Hay que comprar leche, me dice mi mujer. Es una frase que ahora repetimos más a menudo: tenemos tres hijos y por eso siempre comprábamos uno o dos packs larga vida en el súper mayorista, pero la Era del Cambio introdujo la costumbre de comprar sachets de La Armonía, que está en Precios Cuidados y golpea un poco menos el bolsillo. Pero parece que la empresa Mastellone decidió que está muy mal que la gente compre leche a menor precio, y por eso misteriosamente La Armonía empezó a escasear. Lanzaron toda otra línea de La Serenísima en muchos colores –ah, el packaging de colores, eso que analiza tan bien Soledad Barruti en Mala Leche– que atiborra las góndolas pero, claro, no es Precios Cuidados. Entonces compramos de a poco, estamos atentos a que suceda el milagro de conseguir La Armonía.
Voy temprano al Día, porque la Era del Cambio también introdujo la costumbre de ir temprano antes de que se termine, eso que nos decían que pasaba en Venezuela y no sabemos si pasa en Venezuela pero ahora sin dudas pasa acá. Y sí, milagro: hay La Armonía. Pero los milagros en Argentina son módicos, y me informan que solo se venden dos sachets por persona, que son solo para “consumo familiar”. Les explico que en mi familia somos cinco y consumimos mucha leche pero parece que esta ley tácita no contempla a familias tan especiales como la nuestra, con tres pibes que todavía acceden al lujo de desayuno y merienda.
Compro dos sachets. Compro un yogur bebible marca Día, porque en la Era del Cambio se acabaron las primeras marcas. Compro una crema de leche marca Día. Compro unas mantecas en oferta y unas papas fritas también de oferta, porque los pibes insisten con eso de tener algo que masticar mientras esperan que empiece el entrenamiento de fútbol. Son casi 500 mangos: entrego mi tarjeta de débito, la cajera la pasa por el lector y nada. La pasa de nuevo: nada. En la caja de al lado sucede lo mismo. La pasa una tercera vez, se va a consultar al encargado, vuelve y nos informa a todos los presentes que se cayó el sistema, que hay que pagar en efectivo. No tengo efectivo.
Mientras vacío la bolsa, pienso que para cuando llegue al Día que está a seis cuadras, si en algún momento hubo La Armonía seguro ya se terminó. Que voy a tener que pagar lo que a Don Mastellone se le antoje. Que no tengo plata en el bolsillo, que tampoco tengo tanto en la tarjeta de débito como para decir no importa y comprar una leche mucho más cara. Sé que es al pedo pero no puedo evitarlo: hago un comentario en voz alta sobre los dos sachets por persona, el sistema bancario y el modo en que este país se va a la mierda a una velocidad cada vez mayor.

● **Ejercicio planteado A**: Edita un trozo del texto sobre la compra de leche y cambia "mantecas" por "galletitas". Empieza en las palabras "Compro dos sachets." y termina después de "No tengo efectivo.".

Filas de datos de anotación de recuadros
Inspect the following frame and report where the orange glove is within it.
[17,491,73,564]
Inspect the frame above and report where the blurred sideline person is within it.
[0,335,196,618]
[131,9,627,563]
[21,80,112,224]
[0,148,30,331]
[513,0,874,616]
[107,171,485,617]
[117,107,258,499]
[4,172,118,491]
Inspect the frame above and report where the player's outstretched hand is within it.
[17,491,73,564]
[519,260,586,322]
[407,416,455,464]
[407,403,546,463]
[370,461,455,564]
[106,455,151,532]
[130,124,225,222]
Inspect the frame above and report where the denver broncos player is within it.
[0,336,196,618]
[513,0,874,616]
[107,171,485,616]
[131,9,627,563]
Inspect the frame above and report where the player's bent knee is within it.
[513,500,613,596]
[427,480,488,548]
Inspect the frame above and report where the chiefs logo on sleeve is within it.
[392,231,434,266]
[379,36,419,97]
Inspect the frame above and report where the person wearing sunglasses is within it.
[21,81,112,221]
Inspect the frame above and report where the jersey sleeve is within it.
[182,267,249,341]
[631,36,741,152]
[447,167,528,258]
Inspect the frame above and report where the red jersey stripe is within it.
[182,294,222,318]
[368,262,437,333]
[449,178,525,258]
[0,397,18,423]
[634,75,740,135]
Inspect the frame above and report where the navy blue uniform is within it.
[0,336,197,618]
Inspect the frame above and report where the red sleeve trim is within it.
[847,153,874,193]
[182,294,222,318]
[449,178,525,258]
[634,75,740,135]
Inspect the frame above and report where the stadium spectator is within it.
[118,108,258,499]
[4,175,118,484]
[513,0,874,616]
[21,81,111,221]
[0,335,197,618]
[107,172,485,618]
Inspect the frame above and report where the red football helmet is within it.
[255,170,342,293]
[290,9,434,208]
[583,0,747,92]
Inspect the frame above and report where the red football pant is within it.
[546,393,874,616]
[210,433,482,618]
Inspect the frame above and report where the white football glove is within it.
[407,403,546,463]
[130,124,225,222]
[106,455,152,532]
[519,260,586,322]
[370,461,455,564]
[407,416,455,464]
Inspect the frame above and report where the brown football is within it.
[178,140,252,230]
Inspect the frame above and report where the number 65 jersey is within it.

● **Ejercicio planteado B**: Junta todas las líneas de las entradas que contengan la palabra "person" y cópialas.

● **Solución A**:
Compro dos sachets. Compro un yogur bebible marca Día, porque en la Era del Cambio se acabaron las primeras marcas. Compro una crema de leche marca Día. Compro unas galletitas en oferta y unas papas fritas también de oferta, porque los pibes insisten con eso de tener algo que masticar mientras esperan que empiece el entrenamiento de fútbol. Son casi 500 mangos: entrego mi tarjeta de débito, la cajera la pasa por el lector y nada. La pasa de nuevo: nada. En la caja de al lado sucede lo mismo. La pasa una tercera vez, se va a consultar al encargado, vuelve y nos informa a todos los presentes que se cayó el sistema, que hay que pagar en efectivo. No tengo efectivo.

● **Solución B**:
Inspect the frame above and report where the blurred sideline person is within it.
Inspect the frame above and report where the person wearing sunglasses is within it.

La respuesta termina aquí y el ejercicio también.